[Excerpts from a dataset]

● ● ●

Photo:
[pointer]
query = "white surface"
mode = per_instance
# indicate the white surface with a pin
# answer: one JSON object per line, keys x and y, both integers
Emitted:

● ● ●

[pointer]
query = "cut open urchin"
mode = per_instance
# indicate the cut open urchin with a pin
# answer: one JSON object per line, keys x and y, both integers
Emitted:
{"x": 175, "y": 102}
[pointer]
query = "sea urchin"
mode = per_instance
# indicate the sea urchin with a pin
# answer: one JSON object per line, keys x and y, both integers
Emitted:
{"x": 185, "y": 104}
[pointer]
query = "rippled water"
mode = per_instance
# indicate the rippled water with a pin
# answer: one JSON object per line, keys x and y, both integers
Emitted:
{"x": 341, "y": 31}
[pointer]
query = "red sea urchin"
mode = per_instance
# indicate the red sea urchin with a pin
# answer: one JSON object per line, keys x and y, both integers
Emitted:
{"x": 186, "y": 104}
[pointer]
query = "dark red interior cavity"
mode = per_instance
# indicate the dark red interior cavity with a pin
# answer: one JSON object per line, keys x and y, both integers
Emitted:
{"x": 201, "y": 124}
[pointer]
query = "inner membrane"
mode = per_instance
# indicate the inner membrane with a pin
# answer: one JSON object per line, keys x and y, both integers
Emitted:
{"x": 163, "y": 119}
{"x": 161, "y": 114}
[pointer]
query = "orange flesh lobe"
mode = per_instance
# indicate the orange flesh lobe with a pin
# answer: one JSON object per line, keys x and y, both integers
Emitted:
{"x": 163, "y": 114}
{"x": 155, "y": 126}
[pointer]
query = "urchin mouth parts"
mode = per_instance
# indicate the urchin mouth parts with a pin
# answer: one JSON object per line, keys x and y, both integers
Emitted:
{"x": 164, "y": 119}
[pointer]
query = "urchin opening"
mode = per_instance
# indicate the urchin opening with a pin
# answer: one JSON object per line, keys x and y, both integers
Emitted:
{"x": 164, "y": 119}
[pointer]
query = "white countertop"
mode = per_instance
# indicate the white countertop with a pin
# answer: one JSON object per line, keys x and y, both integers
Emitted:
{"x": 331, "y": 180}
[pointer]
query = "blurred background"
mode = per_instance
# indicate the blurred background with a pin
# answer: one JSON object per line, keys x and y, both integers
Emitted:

● ● ●

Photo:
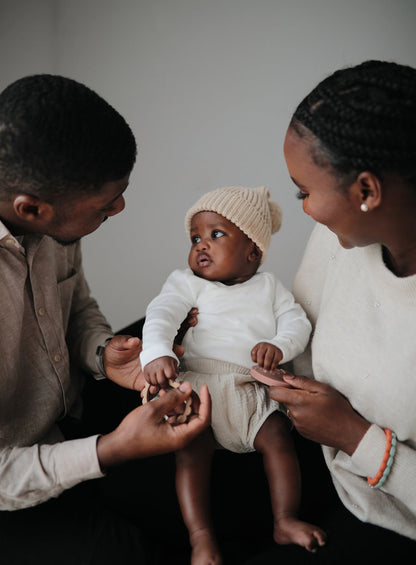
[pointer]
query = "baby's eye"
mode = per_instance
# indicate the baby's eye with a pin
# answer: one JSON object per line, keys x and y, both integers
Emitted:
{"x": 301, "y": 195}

● ● ●

PROBLEM STATEMENT: From the entries above, return each line with the word "interior" in it.

ANSWER AREA:
query = "dark red interior cavity"
# indicate the dark red interior cavity with a pin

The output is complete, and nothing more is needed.